• _WRITTEN INSTRUCTION_:
Copy the lines below word for word, starting with the first and ending with the line that contains "point(428, 485)".
..............................
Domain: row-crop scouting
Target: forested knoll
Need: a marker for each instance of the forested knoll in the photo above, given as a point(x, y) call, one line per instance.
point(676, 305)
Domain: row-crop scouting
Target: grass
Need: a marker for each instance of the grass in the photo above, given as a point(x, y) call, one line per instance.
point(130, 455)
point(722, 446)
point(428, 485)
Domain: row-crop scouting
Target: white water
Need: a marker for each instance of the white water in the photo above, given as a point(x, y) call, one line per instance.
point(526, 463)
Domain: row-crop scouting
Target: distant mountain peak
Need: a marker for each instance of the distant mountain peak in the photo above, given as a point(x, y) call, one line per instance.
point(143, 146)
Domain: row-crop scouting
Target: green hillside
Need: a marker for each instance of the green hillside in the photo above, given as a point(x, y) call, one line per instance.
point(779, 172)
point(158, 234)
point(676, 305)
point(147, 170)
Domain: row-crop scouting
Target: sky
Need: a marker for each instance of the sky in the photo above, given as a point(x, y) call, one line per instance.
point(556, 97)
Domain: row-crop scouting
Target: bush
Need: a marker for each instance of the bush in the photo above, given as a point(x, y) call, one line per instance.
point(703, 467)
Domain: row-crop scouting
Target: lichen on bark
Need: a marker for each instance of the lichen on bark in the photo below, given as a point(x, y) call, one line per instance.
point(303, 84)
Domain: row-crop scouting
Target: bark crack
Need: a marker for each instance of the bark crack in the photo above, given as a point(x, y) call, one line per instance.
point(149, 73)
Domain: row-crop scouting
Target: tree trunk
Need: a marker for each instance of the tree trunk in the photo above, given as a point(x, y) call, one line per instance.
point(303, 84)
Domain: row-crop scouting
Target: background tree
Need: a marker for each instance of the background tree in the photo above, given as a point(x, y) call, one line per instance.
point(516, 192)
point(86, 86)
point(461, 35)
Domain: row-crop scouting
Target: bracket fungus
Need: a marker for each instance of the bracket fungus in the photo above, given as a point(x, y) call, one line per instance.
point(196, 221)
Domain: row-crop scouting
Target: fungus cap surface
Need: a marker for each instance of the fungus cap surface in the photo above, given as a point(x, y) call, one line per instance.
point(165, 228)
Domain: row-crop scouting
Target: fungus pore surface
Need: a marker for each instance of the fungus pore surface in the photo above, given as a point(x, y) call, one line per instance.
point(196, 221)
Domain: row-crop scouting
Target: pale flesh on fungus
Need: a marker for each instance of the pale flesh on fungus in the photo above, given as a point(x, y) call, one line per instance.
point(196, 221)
..............................
• _TASK SOLUTION_:
Domain: row-crop scouting
Target: forested knoll
Need: a marker for each instance of the forested knoll in the photo above, given as a point(x, y) call, one line per instance.
point(676, 305)
Domain: row-crop scouting
Target: grass
Need: a marker for each instance of the grass in the photo above, given as a point(x, y) call, one line per instance.
point(130, 455)
point(722, 446)
point(428, 485)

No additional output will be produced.